** KUTIPAN BACAAN **

⁂

Senin, 30 Juni 2014

BI SARI, PENJUAL KERE YANG TAK MISKIN HARAPAN





           Bi Sari adalah tukang sayur pertama yang saya kenal. Sampai kelas 1 SD  saya tinggal di sebuah rumah panggung, di belakang rumah kakek, di Gg. Ingi, jalan kecil penghubung Jl. Kalipah Apo dan Karang Anyar, Bandung. Bi Sari biasanya masuk ke halaman rumah kakek. Ibu yang  ke depan jika ingin belanja. 

           Jika saya sedang di  depan, Nenek atau Ibu biasanya membelikan kue lapis yang dibawa bi Sari. Saya akan urai lapis demi lapis, dibariskan di lengan kiri saya, kemudian dimakan satu demi satu. *alhamdulillah saya masih hidup sampai sekarang, hehe, saat itu gak mikir ada bakteri  atau tidak  di lengan saya.

          Sosok bi Sari yang saya ingat, ramai. Maksud saya, aktif mempromosikan dagangannya, tapi sambil bertahan di harga yang dia tawarkan. Makanya, ibu saya lebih sering pergi ke pasar untuk kebutuhan sehari-hari. Tapi nenek saya pelanggan setia Bi Sari. Varian  dan kualitas barang yang dibawanya memang lebih dari tukang sayur pada umumnya.

⁂

** CATATAN UNTUK DIOLAH **

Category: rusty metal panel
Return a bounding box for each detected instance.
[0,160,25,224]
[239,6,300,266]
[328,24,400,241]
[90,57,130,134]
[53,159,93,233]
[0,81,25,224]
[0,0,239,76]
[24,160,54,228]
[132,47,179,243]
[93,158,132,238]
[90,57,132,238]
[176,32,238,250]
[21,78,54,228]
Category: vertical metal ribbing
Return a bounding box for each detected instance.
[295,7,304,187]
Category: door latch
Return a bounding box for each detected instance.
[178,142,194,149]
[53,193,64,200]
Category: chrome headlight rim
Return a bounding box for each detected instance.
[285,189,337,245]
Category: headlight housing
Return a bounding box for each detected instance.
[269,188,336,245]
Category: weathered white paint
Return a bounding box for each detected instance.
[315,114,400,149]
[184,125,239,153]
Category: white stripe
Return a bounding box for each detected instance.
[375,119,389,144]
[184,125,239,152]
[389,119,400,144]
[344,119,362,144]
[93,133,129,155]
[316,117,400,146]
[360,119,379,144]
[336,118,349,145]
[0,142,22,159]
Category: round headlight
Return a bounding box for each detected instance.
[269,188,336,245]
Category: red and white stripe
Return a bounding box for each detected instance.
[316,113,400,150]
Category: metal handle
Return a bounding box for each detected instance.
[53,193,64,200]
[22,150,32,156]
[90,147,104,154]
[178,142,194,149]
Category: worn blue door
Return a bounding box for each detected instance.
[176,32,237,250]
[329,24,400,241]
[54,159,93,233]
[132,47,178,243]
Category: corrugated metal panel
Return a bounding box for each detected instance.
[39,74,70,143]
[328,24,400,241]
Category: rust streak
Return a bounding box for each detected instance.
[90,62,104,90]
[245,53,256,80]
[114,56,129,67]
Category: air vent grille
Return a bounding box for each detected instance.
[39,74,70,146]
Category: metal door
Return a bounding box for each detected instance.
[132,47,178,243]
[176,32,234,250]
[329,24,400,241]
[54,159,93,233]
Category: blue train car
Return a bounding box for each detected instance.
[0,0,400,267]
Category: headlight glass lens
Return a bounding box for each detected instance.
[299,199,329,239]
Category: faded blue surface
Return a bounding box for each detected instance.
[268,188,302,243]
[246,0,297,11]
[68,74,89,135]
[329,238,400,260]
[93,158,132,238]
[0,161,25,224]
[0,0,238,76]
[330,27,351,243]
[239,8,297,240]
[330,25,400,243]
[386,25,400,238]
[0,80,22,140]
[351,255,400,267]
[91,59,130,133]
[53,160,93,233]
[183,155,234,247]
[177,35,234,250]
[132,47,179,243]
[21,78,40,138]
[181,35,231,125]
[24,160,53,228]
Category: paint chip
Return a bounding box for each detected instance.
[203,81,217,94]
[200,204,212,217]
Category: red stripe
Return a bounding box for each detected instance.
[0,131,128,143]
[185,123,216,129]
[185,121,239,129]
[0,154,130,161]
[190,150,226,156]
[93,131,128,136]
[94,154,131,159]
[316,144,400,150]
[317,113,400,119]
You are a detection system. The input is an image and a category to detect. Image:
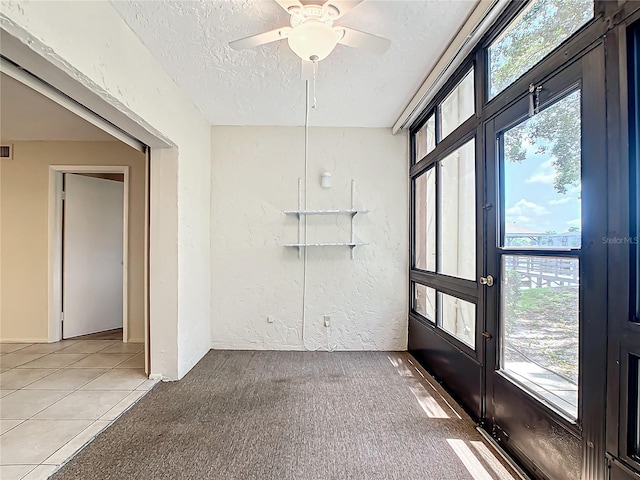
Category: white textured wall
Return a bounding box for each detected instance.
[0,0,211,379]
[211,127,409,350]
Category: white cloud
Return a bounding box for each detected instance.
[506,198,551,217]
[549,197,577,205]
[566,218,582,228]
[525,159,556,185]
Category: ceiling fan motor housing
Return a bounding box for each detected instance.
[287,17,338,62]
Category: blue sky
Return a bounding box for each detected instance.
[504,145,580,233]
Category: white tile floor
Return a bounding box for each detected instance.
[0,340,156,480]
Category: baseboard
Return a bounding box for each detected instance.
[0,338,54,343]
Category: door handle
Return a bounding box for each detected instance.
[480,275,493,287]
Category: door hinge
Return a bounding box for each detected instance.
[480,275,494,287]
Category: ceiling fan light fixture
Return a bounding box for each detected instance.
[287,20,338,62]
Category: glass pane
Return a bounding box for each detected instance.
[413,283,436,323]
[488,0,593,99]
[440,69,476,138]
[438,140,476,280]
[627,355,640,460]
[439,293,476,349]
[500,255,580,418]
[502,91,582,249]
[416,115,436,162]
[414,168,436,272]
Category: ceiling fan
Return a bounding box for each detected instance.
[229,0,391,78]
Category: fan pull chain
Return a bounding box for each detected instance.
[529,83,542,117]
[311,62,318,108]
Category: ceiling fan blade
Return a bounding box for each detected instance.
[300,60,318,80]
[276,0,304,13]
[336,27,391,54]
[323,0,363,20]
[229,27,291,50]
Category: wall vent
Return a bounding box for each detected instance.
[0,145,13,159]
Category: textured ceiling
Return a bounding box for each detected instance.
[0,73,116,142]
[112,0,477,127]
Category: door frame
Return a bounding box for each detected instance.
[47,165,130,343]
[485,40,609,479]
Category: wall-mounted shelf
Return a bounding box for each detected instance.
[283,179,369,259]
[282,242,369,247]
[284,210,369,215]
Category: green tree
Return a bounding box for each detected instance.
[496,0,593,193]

⁂

** TUJUAN 1 **
Ganti "kue lapis" dengan "kue bolu" saat menulis ulang kisah tentang Bi Sari, semuanya dari "Jika saya sedang" sampai ke "sayur pada umumnya.".
** TUJUAN 2 **
Temukan setiap baris dalam catatan di atas yang memuat string "vent", lalu salin baris-baris itu.

** JAWABAN BENAR 1 **
Jika saya sedang di  depan, Nenek atau Ibu biasanya membelikan kue bolu yang dibawa bi Sari. Saya akan urai lapis demi lapis, dibariskan di lengan kiri saya, kemudian dimakan satu demi satu. *alhamdulillah saya masih hidup sampai sekarang, hehe, saat itu gak mikir ada bakteri  atau tidak  di lengan saya.

          Sosok bi Sari yang saya ingat, ramai. Maksud saya, aktif mempromosikan dagangannya, tapi sambil bertahan di harga yang dia tawarkan. Makanya, ibu saya lebih sering pergi ke pasar untuk kebutuhan sehari-hari. Tapi nenek saya pelanggan setia Bi Sari. Varian  dan kualitas barang yang dibawanya memang lebih dari tukang sayur pada umumnya.

** JAWABAN BENAR 2 **
Category: air vent grille
Category: wall vent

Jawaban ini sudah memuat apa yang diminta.